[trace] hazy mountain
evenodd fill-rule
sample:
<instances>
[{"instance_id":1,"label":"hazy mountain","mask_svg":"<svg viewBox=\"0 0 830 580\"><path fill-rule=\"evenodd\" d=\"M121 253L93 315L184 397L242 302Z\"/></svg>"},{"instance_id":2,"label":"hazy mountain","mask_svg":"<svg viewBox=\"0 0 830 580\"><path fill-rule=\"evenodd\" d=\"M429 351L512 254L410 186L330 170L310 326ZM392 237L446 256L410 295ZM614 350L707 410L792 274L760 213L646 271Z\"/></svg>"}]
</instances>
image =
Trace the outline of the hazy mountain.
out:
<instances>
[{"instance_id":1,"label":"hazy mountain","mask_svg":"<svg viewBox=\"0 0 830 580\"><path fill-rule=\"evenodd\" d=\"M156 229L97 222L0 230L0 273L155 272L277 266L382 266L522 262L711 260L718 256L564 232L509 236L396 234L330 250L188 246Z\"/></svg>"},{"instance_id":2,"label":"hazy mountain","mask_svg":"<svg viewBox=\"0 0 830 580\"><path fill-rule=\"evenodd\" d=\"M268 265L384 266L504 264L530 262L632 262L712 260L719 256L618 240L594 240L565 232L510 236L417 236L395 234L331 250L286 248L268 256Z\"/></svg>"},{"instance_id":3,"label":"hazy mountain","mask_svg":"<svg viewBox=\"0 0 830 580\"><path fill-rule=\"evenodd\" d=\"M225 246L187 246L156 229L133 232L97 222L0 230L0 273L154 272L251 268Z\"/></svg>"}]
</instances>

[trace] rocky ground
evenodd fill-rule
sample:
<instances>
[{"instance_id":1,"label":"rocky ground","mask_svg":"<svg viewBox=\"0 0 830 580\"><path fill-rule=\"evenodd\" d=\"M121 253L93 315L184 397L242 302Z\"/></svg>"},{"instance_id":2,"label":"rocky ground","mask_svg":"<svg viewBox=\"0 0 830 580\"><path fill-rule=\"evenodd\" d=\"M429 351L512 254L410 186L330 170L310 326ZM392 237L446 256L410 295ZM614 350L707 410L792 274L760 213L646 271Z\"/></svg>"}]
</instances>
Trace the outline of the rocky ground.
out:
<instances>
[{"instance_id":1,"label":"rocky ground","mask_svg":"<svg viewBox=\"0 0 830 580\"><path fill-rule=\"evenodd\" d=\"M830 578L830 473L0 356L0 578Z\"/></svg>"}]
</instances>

----------------

**Problem details:**
This exercise needs every line of the listing that contains the word "outline".

**Result of this exercise:**
Trace the outline of the hazy mountain.
Trace the outline of the rocky ground.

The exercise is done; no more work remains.